* **Information provided**
════════════════════

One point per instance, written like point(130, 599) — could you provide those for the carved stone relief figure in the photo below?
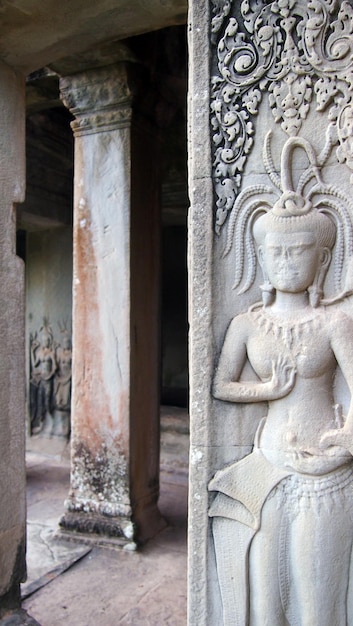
point(43, 367)
point(50, 382)
point(282, 516)
point(62, 384)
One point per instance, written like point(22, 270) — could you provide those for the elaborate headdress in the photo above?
point(317, 207)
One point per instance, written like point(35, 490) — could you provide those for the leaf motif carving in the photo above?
point(301, 53)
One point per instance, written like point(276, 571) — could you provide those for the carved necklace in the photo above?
point(293, 334)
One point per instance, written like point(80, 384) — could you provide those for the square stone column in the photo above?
point(115, 382)
point(12, 346)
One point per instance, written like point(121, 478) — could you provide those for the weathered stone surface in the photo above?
point(18, 618)
point(281, 212)
point(115, 316)
point(12, 416)
point(36, 33)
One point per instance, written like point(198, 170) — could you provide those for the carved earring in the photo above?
point(268, 293)
point(315, 295)
point(316, 290)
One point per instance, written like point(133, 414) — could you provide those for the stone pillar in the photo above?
point(115, 381)
point(12, 347)
point(271, 412)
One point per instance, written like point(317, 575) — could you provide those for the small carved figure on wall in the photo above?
point(282, 517)
point(62, 383)
point(43, 367)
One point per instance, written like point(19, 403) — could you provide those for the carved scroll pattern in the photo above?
point(301, 53)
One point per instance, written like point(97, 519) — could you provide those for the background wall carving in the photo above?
point(50, 381)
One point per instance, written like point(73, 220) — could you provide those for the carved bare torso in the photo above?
point(295, 362)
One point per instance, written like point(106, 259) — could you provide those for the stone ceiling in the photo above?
point(35, 33)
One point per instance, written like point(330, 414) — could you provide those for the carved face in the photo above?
point(291, 260)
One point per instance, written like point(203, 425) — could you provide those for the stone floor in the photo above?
point(72, 584)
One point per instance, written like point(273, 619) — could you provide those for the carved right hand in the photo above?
point(283, 377)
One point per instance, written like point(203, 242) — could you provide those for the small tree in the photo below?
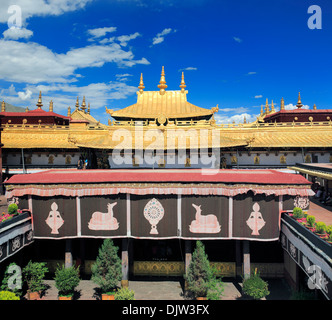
point(66, 280)
point(34, 273)
point(107, 270)
point(255, 287)
point(199, 272)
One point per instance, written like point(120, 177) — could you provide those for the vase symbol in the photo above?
point(153, 212)
point(54, 220)
point(104, 221)
point(255, 221)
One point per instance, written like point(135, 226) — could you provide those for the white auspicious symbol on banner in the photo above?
point(153, 212)
point(104, 221)
point(54, 220)
point(301, 202)
point(255, 221)
point(204, 224)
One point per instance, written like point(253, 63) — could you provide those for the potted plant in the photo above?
point(255, 287)
point(107, 270)
point(329, 233)
point(66, 281)
point(124, 294)
point(34, 273)
point(199, 273)
point(311, 222)
point(321, 229)
point(298, 213)
point(15, 287)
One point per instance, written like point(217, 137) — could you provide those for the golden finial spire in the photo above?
point(141, 84)
point(77, 104)
point(299, 103)
point(267, 110)
point(39, 103)
point(182, 85)
point(83, 104)
point(51, 106)
point(162, 83)
point(282, 104)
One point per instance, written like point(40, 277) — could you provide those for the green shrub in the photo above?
point(124, 294)
point(320, 227)
point(7, 295)
point(34, 273)
point(255, 287)
point(12, 208)
point(66, 280)
point(107, 270)
point(311, 220)
point(199, 272)
point(298, 213)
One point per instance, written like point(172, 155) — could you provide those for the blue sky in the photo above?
point(233, 53)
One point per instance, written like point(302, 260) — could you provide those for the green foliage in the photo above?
point(124, 294)
point(8, 295)
point(66, 280)
point(320, 227)
point(255, 287)
point(311, 220)
point(298, 213)
point(12, 208)
point(107, 270)
point(199, 272)
point(34, 273)
point(4, 285)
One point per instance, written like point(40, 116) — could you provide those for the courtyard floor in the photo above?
point(168, 290)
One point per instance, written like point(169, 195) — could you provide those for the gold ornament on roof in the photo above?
point(182, 84)
point(39, 103)
point(141, 84)
point(162, 83)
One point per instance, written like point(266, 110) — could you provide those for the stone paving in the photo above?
point(168, 290)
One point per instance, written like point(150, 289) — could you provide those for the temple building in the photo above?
point(163, 130)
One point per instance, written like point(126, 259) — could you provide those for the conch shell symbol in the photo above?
point(54, 220)
point(255, 221)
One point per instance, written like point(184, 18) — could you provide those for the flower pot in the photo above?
point(65, 297)
point(106, 296)
point(33, 295)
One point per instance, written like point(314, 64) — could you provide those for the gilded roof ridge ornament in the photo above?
point(182, 84)
point(299, 103)
point(162, 83)
point(51, 106)
point(282, 104)
point(39, 103)
point(77, 105)
point(83, 107)
point(141, 84)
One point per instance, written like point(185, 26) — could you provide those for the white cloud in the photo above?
point(125, 38)
point(237, 39)
point(33, 63)
point(30, 8)
point(17, 33)
point(160, 37)
point(100, 32)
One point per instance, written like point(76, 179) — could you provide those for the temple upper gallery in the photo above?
point(163, 130)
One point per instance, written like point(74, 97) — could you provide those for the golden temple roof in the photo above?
point(163, 104)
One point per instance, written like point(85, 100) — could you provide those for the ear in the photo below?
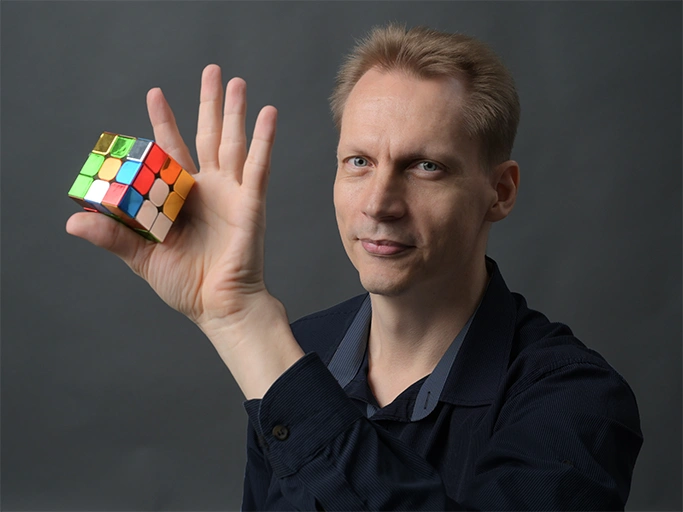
point(505, 181)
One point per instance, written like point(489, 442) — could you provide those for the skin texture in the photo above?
point(414, 209)
point(210, 267)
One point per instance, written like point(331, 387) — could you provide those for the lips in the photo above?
point(383, 247)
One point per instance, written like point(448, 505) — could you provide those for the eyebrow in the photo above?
point(450, 160)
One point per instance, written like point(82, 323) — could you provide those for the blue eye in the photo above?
point(428, 166)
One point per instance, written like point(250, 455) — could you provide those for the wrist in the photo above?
point(257, 345)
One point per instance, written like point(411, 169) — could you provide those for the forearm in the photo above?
point(257, 347)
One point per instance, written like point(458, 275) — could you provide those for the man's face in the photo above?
point(410, 197)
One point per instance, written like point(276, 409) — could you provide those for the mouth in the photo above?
point(384, 247)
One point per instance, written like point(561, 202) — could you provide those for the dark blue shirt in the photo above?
point(518, 415)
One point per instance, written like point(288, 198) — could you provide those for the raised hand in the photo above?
point(210, 267)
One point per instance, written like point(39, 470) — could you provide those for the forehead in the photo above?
point(402, 110)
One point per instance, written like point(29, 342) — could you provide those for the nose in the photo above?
point(384, 195)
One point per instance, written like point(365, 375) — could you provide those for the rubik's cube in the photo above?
point(134, 181)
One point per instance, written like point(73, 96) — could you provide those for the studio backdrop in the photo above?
point(113, 401)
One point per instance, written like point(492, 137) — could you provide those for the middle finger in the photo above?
point(209, 120)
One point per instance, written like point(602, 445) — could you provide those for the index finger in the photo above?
point(166, 131)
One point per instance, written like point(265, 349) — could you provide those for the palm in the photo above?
point(211, 263)
point(219, 258)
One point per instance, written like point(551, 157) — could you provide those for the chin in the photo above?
point(384, 286)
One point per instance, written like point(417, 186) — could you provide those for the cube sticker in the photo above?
point(134, 181)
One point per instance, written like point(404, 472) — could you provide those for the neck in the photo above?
point(411, 332)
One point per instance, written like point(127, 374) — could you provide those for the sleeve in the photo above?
point(257, 474)
point(565, 440)
point(322, 447)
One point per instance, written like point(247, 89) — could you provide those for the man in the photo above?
point(437, 390)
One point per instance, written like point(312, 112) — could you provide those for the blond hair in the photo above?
point(491, 108)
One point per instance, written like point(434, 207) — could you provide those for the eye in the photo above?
point(428, 166)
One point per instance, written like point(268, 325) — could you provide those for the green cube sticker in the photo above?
point(122, 146)
point(80, 186)
point(92, 165)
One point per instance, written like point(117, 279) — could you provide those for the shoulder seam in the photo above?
point(556, 366)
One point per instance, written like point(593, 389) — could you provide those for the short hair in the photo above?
point(491, 108)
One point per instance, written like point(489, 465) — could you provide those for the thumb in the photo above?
point(102, 231)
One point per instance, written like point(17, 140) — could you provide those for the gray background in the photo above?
point(112, 401)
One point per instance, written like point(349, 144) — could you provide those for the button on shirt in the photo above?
point(517, 415)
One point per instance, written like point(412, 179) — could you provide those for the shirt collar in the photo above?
point(455, 379)
point(469, 372)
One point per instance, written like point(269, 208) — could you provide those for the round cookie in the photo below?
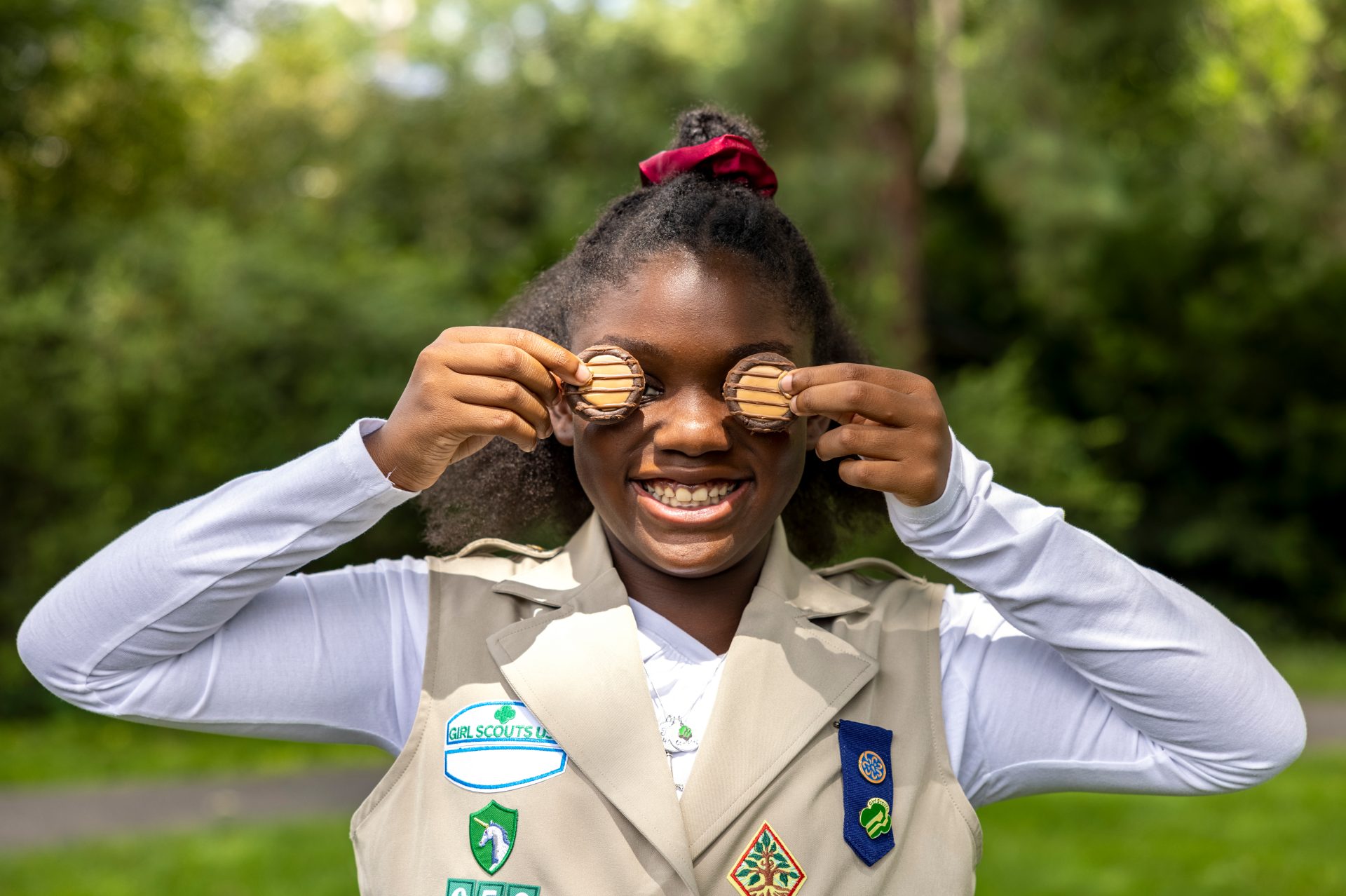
point(616, 388)
point(753, 392)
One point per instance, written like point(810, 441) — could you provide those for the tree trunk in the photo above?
point(899, 143)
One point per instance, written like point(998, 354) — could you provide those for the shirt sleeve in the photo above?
point(1076, 669)
point(196, 619)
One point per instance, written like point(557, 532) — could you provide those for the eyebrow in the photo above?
point(641, 348)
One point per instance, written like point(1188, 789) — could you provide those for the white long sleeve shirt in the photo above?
point(1073, 667)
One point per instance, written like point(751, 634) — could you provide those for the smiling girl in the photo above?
point(673, 701)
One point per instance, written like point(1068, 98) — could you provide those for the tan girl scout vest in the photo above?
point(535, 766)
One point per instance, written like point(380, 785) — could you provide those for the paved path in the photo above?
point(38, 817)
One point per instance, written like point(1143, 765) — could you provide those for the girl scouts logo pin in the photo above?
point(873, 767)
point(866, 789)
point(876, 818)
point(500, 746)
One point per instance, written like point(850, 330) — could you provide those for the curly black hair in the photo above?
point(506, 493)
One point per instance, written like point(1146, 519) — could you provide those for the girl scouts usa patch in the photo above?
point(766, 867)
point(500, 746)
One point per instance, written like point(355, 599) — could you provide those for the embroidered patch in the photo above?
point(500, 746)
point(876, 818)
point(873, 767)
point(766, 867)
point(490, 833)
point(465, 887)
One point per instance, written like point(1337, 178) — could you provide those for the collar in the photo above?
point(586, 559)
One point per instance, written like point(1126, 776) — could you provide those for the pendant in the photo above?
point(676, 735)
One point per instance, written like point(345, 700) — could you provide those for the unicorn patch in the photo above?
point(500, 746)
point(490, 833)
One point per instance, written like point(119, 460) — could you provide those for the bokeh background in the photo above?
point(1110, 233)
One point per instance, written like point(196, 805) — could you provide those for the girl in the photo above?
point(673, 702)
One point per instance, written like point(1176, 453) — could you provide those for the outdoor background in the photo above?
point(1110, 233)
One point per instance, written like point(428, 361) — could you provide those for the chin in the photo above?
point(691, 557)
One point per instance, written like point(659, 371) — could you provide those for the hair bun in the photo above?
point(707, 123)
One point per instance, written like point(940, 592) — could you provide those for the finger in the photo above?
point(902, 381)
point(481, 420)
point(843, 400)
point(503, 362)
point(879, 475)
point(498, 392)
point(876, 443)
point(556, 358)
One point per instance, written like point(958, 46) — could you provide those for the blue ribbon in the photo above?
point(858, 739)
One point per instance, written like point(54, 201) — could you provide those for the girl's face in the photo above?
point(688, 323)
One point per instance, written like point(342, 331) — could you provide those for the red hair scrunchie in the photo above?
point(724, 156)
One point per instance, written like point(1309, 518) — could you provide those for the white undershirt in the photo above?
point(683, 676)
point(1068, 667)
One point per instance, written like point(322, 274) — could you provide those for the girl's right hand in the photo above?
point(469, 386)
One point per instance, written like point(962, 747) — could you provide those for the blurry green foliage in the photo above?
point(212, 262)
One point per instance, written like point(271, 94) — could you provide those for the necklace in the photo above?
point(674, 732)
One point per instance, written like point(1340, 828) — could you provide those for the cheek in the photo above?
point(602, 454)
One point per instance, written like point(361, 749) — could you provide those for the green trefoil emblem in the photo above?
point(876, 818)
point(490, 833)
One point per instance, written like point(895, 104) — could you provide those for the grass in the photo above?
point(1279, 839)
point(1312, 669)
point(1283, 837)
point(77, 747)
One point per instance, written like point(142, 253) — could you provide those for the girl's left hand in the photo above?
point(892, 433)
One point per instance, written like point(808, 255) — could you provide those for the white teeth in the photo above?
point(677, 496)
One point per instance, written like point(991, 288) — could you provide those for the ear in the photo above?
point(563, 421)
point(813, 428)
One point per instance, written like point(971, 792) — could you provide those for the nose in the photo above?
point(692, 421)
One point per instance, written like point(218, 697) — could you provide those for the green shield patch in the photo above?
point(490, 833)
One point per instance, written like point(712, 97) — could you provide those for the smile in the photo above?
point(674, 494)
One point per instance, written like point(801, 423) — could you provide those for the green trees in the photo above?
point(225, 233)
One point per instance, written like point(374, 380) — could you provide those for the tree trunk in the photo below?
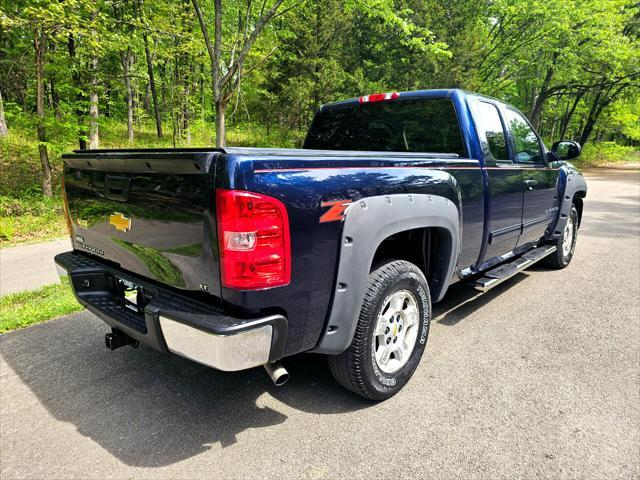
point(4, 131)
point(569, 114)
point(55, 100)
point(79, 96)
point(125, 57)
point(40, 45)
point(152, 84)
point(221, 133)
point(146, 103)
point(94, 139)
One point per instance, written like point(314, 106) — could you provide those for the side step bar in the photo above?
point(499, 274)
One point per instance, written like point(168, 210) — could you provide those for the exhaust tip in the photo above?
point(278, 374)
point(281, 380)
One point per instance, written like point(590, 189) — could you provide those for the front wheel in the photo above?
point(566, 244)
point(391, 333)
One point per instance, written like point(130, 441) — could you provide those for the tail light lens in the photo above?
point(253, 235)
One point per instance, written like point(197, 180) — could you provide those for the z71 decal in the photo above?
point(336, 212)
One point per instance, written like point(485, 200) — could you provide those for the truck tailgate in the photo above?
point(147, 212)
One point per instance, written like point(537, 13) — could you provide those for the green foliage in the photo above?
point(30, 217)
point(19, 310)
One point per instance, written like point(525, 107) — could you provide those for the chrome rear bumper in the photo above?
point(239, 351)
point(173, 321)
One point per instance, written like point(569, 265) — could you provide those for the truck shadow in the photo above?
point(150, 409)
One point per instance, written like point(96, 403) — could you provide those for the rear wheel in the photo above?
point(566, 244)
point(391, 333)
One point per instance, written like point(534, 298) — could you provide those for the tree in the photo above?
point(3, 123)
point(40, 46)
point(226, 77)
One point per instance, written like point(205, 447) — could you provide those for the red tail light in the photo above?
point(379, 97)
point(253, 235)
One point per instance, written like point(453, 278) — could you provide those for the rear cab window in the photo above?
point(413, 125)
point(491, 133)
point(526, 144)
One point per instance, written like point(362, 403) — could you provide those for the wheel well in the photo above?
point(578, 202)
point(430, 249)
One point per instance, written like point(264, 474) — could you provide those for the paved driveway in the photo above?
point(538, 378)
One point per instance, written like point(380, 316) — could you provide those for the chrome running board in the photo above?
point(499, 274)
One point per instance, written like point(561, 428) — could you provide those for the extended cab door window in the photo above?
point(526, 143)
point(414, 125)
point(505, 182)
point(539, 206)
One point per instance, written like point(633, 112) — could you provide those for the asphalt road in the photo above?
point(538, 378)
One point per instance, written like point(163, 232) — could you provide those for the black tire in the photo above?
point(357, 368)
point(560, 258)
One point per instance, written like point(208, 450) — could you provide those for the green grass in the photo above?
point(19, 310)
point(30, 218)
point(193, 250)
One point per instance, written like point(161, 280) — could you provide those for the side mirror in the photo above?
point(566, 149)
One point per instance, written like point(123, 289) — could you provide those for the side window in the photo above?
point(527, 144)
point(490, 131)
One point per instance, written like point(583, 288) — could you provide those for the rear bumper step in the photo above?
point(495, 276)
point(171, 321)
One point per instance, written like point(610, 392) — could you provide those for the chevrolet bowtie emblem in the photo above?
point(122, 223)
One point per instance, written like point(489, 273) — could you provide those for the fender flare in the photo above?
point(571, 183)
point(367, 223)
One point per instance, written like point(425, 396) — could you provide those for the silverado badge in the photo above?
point(122, 223)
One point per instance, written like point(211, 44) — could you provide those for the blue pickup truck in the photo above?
point(239, 257)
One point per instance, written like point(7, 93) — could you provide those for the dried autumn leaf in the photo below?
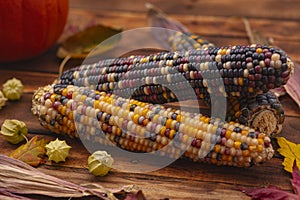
point(31, 152)
point(293, 85)
point(157, 18)
point(15, 174)
point(291, 153)
point(83, 42)
point(275, 193)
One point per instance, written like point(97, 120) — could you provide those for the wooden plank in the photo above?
point(219, 30)
point(263, 9)
point(30, 79)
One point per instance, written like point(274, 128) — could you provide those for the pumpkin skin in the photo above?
point(30, 27)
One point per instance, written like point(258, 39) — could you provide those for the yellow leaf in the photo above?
point(31, 152)
point(81, 44)
point(291, 153)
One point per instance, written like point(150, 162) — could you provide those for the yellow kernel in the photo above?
point(135, 118)
point(96, 103)
point(245, 153)
point(82, 98)
point(223, 52)
point(217, 148)
point(207, 120)
point(70, 115)
point(172, 133)
point(260, 141)
point(228, 134)
point(168, 123)
point(252, 148)
point(244, 132)
point(185, 138)
point(224, 157)
point(155, 118)
point(178, 118)
point(162, 130)
point(261, 136)
point(64, 92)
point(237, 144)
point(260, 148)
point(52, 97)
point(145, 111)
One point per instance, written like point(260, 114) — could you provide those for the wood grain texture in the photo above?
point(218, 21)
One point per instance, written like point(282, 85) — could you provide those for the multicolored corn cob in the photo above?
point(187, 41)
point(144, 127)
point(263, 112)
point(229, 71)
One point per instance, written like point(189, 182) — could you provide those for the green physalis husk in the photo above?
point(13, 89)
point(14, 131)
point(57, 150)
point(3, 100)
point(99, 163)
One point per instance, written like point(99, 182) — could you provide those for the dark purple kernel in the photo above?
point(252, 134)
point(251, 84)
point(56, 104)
point(255, 55)
point(258, 69)
point(267, 62)
point(284, 67)
point(261, 56)
point(249, 59)
point(249, 54)
point(264, 71)
point(223, 132)
point(271, 79)
point(255, 62)
point(244, 146)
point(47, 96)
point(267, 144)
point(244, 65)
point(271, 71)
point(99, 115)
point(283, 59)
point(227, 151)
point(264, 79)
point(268, 54)
point(52, 122)
point(251, 77)
point(285, 74)
point(278, 72)
point(245, 82)
point(237, 129)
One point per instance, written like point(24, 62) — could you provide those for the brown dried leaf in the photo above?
point(15, 174)
point(83, 42)
point(272, 192)
point(31, 152)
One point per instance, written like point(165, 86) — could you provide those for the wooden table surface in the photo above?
point(218, 21)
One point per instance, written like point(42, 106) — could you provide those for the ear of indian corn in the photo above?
point(263, 112)
point(144, 127)
point(243, 71)
point(187, 41)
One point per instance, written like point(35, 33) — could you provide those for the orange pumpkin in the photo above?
point(30, 27)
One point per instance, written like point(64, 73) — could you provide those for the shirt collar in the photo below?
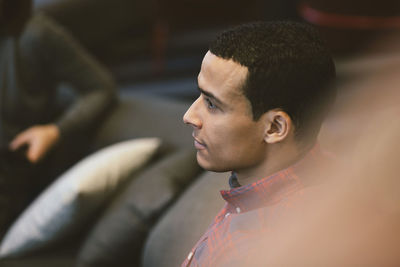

════════════════════

* **Task**
Count the lines in the records above that contain the string "golden", matching case exactly, and give only the number.

* **Solution to this exercise**
2